■ WRITTEN EXERCISE
Recast every line of the items below as a Markdown table with the columns "Row" and "Item line", numbering the rows in order and leaving out blank lines.

==== EXERCISE INPUT ====

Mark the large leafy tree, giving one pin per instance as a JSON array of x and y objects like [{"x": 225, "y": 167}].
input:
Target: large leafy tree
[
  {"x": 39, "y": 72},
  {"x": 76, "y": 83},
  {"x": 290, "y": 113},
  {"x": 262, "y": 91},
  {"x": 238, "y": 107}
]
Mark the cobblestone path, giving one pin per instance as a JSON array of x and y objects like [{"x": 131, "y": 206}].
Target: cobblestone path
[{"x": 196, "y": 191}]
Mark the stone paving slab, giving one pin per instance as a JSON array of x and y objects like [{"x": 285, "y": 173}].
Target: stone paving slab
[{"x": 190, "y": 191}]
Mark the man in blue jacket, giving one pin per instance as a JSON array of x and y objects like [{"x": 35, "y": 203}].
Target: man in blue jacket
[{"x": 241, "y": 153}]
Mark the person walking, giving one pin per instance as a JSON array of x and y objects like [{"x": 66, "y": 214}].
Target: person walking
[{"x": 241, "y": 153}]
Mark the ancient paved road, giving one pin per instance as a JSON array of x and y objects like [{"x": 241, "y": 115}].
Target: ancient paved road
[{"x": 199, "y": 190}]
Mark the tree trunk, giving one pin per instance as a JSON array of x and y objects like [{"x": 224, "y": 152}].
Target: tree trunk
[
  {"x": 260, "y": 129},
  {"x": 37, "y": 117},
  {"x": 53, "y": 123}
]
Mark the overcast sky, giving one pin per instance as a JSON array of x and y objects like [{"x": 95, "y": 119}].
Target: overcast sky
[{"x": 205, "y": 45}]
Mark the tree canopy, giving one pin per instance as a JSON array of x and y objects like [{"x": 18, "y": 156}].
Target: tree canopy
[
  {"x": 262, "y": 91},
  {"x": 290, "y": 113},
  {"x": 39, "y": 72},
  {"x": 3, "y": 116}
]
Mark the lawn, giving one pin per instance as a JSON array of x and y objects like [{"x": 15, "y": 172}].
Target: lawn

====

■ SOLUTION TO THE EXERCISE
| Row | Item line |
|---|---|
| 1 | Mark the large leafy tree, giving one pin per instance as a JSON array of x and y objects like [{"x": 225, "y": 167}]. |
| 2 | input: |
| 3 | Target: large leafy tree |
| 4 | [ |
| 5 |   {"x": 39, "y": 72}, |
| 6 |   {"x": 76, "y": 83}, |
| 7 |   {"x": 290, "y": 113}, |
| 8 |   {"x": 262, "y": 91}, |
| 9 |   {"x": 238, "y": 107} |
| 10 | ] |
| 11 | Mark the cobblestone path, giving one pin per instance as a JSON array of x and y objects like [{"x": 131, "y": 206}]. |
| 12 | Target: cobblestone path |
| 13 | [{"x": 196, "y": 191}] |
| 14 | Mark the stone paving slab, giving one pin per instance as a JSON array of x and y objects like [{"x": 285, "y": 173}]. |
| 15 | Target: stone paving slab |
| 16 | [{"x": 190, "y": 191}] |
| 17 | Mark the man in blue jacket, giving one pin per instance as a JSON array of x and y objects like [{"x": 35, "y": 203}]. |
| 18 | Target: man in blue jacket |
| 19 | [{"x": 241, "y": 153}] |
| 20 | Mark the person walking, giving one pin per instance as a JSON array of x and y objects like [{"x": 66, "y": 214}]. |
| 21 | Target: person walking |
| 22 | [{"x": 241, "y": 153}] |
| 23 | Mark the ancient paved road, giving one pin per instance as a JSON array of x and y objects like [{"x": 241, "y": 115}]. |
| 24 | Target: ancient paved road |
| 25 | [{"x": 199, "y": 190}] |
| 26 | Mark the tree trunk, giving one pin per instance as a JSON array of x and y objects like [{"x": 224, "y": 152}]. |
| 27 | Target: tree trunk |
| 28 | [ |
| 29 |   {"x": 260, "y": 129}, |
| 30 |   {"x": 37, "y": 117}, |
| 31 |   {"x": 53, "y": 123} |
| 32 | ] |
| 33 | Mark the overcast sky, giving one pin per instance as a JSON array of x and y objects like [{"x": 95, "y": 119}]. |
| 34 | Target: overcast sky |
| 35 | [{"x": 205, "y": 45}] |
| 36 | Mark the tree canopy, giving one pin per instance as a JSON array of x and y objects like [{"x": 18, "y": 156}]. |
| 37 | Target: tree canopy |
| 38 | [ |
| 39 |   {"x": 262, "y": 91}, |
| 40 |   {"x": 290, "y": 113}, |
| 41 |   {"x": 39, "y": 72}, |
| 42 |   {"x": 3, "y": 116} |
| 43 | ] |
| 44 | Mark the lawn, giving one pin per instance as a JSON array of x and y objects like [{"x": 15, "y": 172}]. |
| 45 | Target: lawn |